BEGIN PROVIDED DATA

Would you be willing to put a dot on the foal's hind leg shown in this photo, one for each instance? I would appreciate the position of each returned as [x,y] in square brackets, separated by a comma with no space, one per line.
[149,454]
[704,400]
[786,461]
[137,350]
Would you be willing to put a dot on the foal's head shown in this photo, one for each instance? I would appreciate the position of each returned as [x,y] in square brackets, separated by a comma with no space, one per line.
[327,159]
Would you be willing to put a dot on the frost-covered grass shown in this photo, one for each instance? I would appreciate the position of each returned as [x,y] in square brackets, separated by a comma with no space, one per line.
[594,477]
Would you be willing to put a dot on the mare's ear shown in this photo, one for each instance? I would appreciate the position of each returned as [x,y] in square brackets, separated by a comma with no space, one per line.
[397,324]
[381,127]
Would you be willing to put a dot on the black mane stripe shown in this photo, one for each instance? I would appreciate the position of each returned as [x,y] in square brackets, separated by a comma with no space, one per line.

END PROVIDED DATA

### ACTIVITY
Every entry must be duplicated exactly as it stands.

### TASK RESPONSE
Would you be willing to put a dot on the foal's hind leg shown in this photo, one for each instance? I would appreciate the position of each returned as [x,y] in square brackets, separated by a comma with no space, one per line.
[149,454]
[704,400]
[786,461]
[137,350]
Would you be willing to put a dot on the foal's head shown in this photo, one for each instance? I would appreciate the position of each returned as [x,y] in square brackets, separated by a comma with no space, one per line.
[327,159]
Would you be willing to put a dot on the frost-covered grass shown in this photo, one for each instance? I would appreciate the position of each returned as [x,y] in square brackets, separated by a comma with no space, one per line.
[594,477]
Would you be willing to put a dot on the mare's ear shown in this photo, one for each instance? I would appreciate the position of each returned as [x,y] in square brackets, separated by a comma with no space, one per line.
[397,324]
[381,127]
Would you be willing to put a dot on the black mane stripe shown in this photo, one for each instance? I would appreciate the position of each returned as [x,y] in square brackets, separated by a comma with no space, one per line.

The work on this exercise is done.